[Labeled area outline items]
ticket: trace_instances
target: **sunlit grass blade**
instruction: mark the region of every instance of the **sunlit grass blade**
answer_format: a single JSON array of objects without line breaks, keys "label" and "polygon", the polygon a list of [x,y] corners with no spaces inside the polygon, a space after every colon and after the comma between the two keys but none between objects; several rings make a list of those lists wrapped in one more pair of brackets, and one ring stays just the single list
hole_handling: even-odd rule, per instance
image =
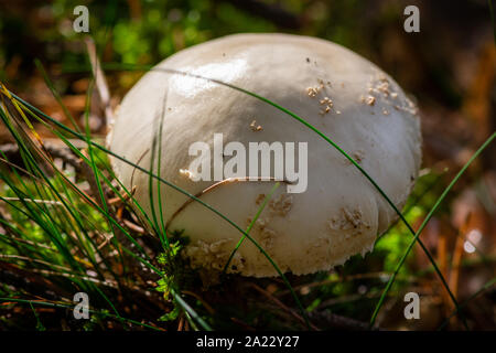
[{"label": "sunlit grass blade", "polygon": [[[401,266],[403,266],[405,260],[407,259],[408,255],[410,254],[410,250],[412,249],[414,243],[418,240],[420,234],[422,233],[423,228],[425,227],[425,225],[429,223],[429,221],[431,220],[431,217],[433,216],[434,212],[438,210],[438,207],[440,206],[440,204],[443,202],[444,197],[448,195],[448,193],[451,191],[451,189],[453,188],[453,185],[459,181],[459,179],[463,175],[463,173],[465,172],[465,170],[472,164],[472,162],[487,148],[487,146],[489,146],[489,143],[496,138],[496,132],[493,132],[493,135],[477,149],[477,151],[475,151],[475,153],[471,157],[471,159],[463,165],[463,168],[459,171],[459,173],[453,178],[453,180],[451,181],[451,183],[446,186],[446,189],[444,189],[443,193],[439,196],[439,199],[436,200],[435,204],[432,206],[431,211],[429,212],[429,214],[425,216],[425,218],[423,220],[422,224],[420,225],[419,229],[416,232],[416,235],[413,237],[413,239],[411,240],[411,243],[409,244],[408,248],[406,249],[405,254],[402,255],[401,259],[399,260],[395,272],[392,274],[391,278],[389,279],[386,288],[382,291],[382,296],[379,299],[379,302],[377,303],[374,313],[370,318],[370,325],[374,325],[376,319],[377,319],[377,314],[379,313],[380,308],[384,304],[384,301],[387,297],[387,293],[389,291],[389,289],[391,289],[391,286],[396,279],[396,276],[398,275]],[[459,313],[461,313],[460,311],[460,306],[456,306],[456,311]]]}]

[Challenge]
Please write out the records above word for word, leaving the pictures out.

[Output for this exercise]
ticket: trace_instances
target: **sunlit grass blade**
instruction: mark the region of every instance of the **sunlit grass blade**
answer_format: a single JSON array of objects without line breaks, keys "label" and "polygon", the polygon a list of [x,y] corners with no spaces inside the polygon, a space after every colon and after the comma between the two keys but none between objects; several rings make a list of those lists wrapped in one more pair of brackets, and one ring stays just the single list
hole_handling: even-odd rule, per instance
image =
[{"label": "sunlit grass blade", "polygon": [[[401,266],[403,266],[405,260],[407,259],[408,255],[410,254],[410,250],[412,249],[414,243],[418,240],[420,234],[422,233],[423,228],[425,227],[425,225],[429,223],[429,221],[431,220],[431,217],[433,216],[434,212],[438,210],[438,207],[440,206],[440,204],[443,202],[444,197],[448,195],[448,193],[451,191],[451,189],[453,188],[453,185],[459,181],[459,179],[463,175],[463,173],[465,172],[465,170],[472,164],[472,162],[487,148],[487,146],[489,146],[489,143],[496,138],[496,132],[493,132],[493,135],[477,149],[477,151],[475,151],[475,153],[471,157],[471,159],[463,165],[463,168],[459,171],[459,173],[453,178],[453,180],[451,181],[451,183],[446,186],[446,189],[444,189],[443,193],[439,196],[439,199],[436,200],[435,204],[432,206],[431,211],[429,212],[429,214],[425,216],[425,218],[423,220],[422,224],[420,225],[419,229],[416,232],[416,235],[413,237],[413,239],[411,240],[411,243],[409,244],[408,248],[406,249],[405,254],[402,255],[401,259],[399,260],[395,272],[392,274],[391,278],[389,279],[386,288],[382,291],[382,296],[379,299],[379,302],[377,303],[374,313],[370,318],[370,325],[374,325],[376,319],[377,319],[377,314],[379,313],[380,308],[384,304],[384,301],[387,297],[387,293],[389,291],[389,289],[391,289],[391,286],[396,279],[396,276],[398,275]],[[459,313],[461,313],[460,311],[460,306],[456,306],[456,311]]]}]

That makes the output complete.